--- SEZIONE DEL TESTO ---

Ci avevo già pensato e provato ai tempi in cui lavoravo in Microsoft a giocarmi una chance negli States. Feci un paio di colloqui interni per una posizione gaming a Seattle, ma fu inaccessibile agli stranieri solo dopo qualche settimana, per effetto delle prime politiche di Trump. Abbandonai momentaneamente l’idea, senza dannarmi a cercare troppo qualcosa che mi portasse necessariamente via dall’Italia in tempi brevi, ma piuttosto una scelta oculata per crescere nella mia carriera e provare ad entrare nel settore per davvero nel gaming visto che fino ad oggi avevo fallito.

Flash-forward a inizio giugno 2023. Appare una posizione molto interessante nel gruppo Teams aziendale in cui si affrontano tutte le tematiche di gaming. Condivisa con il mio manager (da sempre conscio di quale fosse la mia traiettoria di crescita personale e della quale è stato tra i primi sostenitori) e iniziato il processo di selezione. La posizione è relativa alla comunicazione e ai video games, la mia sintesi preferita. E la sede è quella di Red Bull a Santa Monica, Stato della California.

Verso ovest

Los Angeles e Santa Monica, coincidenza vuole, sono stati i primi luoghi che ho visitato negli Stati Uniti ormai nel lontano 2005. Ai tempi scrivevo per Everyeye.it, non avevo ancora finito l’università e mi apprestavo ad entrare per la prima volta all’ormai defunto E3. Ricordo quel viaggio e l’arrivo in America come un sogno ad occhi aperti. Tutto era enorme, fuori scala, esagerato. Qualcosa che avrei voluto respirare quotidianamente. Successivamente tornai a Santa Monica una seconda volta due anni dopo, nel 2007, in un viaggio itinerante con mio padre dove, fingendomi uno studente in trasferta, acquistai il primissimo iPhone che non sarebbe mai arrivato in Europa. Non so bene per quale ragione proprio quei luoghi, tra tanti altri visitati negli Stati Uniti, mi abbiano sempre attratto così fortemente. Non so spiegarvelo a parole, ma ogni fibra del mio essere ha sempre voluto fare quello che stiamo per fare.

Eppure ho sostenuto un numero ragionevole di colloqui, ho parlato su Teams con diversi colleghi statunitensi grazie ai quali ho compreso come il mercato lì sia abbastanza diverso dal nostro e ai quali ho raccontato quanto di buono stiamo facendo a livello gaming qui in Red Bull Italia. Questo percorso mi ha dato fiducia e convinto del fatto che non sarei stato da meno di nessun altro candidato (bye bye Paura).

(Dati per l'etichettatura delle coordinate)
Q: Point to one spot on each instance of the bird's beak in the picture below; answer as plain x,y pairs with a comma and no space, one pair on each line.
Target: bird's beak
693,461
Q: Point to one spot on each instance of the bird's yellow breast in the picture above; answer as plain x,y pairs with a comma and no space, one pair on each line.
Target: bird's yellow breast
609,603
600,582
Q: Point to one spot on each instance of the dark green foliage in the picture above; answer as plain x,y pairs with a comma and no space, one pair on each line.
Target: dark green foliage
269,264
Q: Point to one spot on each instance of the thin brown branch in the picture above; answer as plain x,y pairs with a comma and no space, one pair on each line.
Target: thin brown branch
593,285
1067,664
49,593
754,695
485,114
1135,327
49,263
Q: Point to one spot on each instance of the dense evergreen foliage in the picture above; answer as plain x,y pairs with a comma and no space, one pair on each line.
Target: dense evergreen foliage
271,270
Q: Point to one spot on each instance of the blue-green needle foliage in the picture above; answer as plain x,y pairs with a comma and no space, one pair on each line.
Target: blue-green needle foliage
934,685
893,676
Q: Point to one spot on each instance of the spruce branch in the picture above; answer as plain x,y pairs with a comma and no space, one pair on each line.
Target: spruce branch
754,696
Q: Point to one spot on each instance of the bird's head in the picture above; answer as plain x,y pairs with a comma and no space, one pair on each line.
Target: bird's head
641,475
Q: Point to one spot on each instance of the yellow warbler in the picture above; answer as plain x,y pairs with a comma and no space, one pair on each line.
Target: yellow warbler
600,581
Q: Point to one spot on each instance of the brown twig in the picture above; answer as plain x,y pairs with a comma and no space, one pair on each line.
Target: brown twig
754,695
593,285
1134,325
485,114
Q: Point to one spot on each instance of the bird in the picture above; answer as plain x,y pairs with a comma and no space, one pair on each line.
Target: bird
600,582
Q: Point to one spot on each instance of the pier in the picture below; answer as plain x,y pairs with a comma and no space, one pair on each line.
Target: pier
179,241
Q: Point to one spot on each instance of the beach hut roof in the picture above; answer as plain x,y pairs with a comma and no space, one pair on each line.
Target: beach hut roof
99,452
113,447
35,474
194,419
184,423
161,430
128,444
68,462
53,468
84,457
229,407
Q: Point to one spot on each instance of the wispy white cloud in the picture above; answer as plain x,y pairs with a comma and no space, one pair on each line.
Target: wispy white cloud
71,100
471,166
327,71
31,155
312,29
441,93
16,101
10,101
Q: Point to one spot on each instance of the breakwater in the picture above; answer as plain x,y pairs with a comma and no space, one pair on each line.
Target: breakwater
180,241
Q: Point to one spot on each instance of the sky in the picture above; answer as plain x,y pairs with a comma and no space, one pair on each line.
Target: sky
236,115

--- CONSEGNE ---
A) Rispondi a queste domande sul brano su Santa Monica:
(i) In quale città si trovava la posizione gaming per cui chi scrive sostenne colloqui interni ai tempi di Microsoft?
(ii) In che anno chi scrive visitò per la prima volta Los Angeles e Santa Monica?
(iii) Presso quale azienda e in quale città ha sede la posizione apparsa a inizio giugno 2023?
B) Trascrivi, per favore, il passo del brano su Santa Monica che comincia con "Eppure ho sostenuto" e termina con "(bye bye Paura).".

--- RISPOSTE AGLI ESERCIZI ---
A)
(i) A Seattle.
(ii) Nel 2005.
(iii) Presso Red Bull, a Santa Monica, nello Stato della California.

B)
Eppure ho sostenuto un numero ragionevole di colloqui, ho parlato su Teams con diversi colleghi statunitensi grazie ai quali ho compreso come il mercato lì sia abbastanza diverso dal nostro e ai quali ho raccontato quanto di buono stiamo facendo a livello gaming qui in Red Bull Italia. Questo percorso mi ha dato fiducia e convinto del fatto che non sarei stato da meno di nessun altro candidato (bye bye Paura).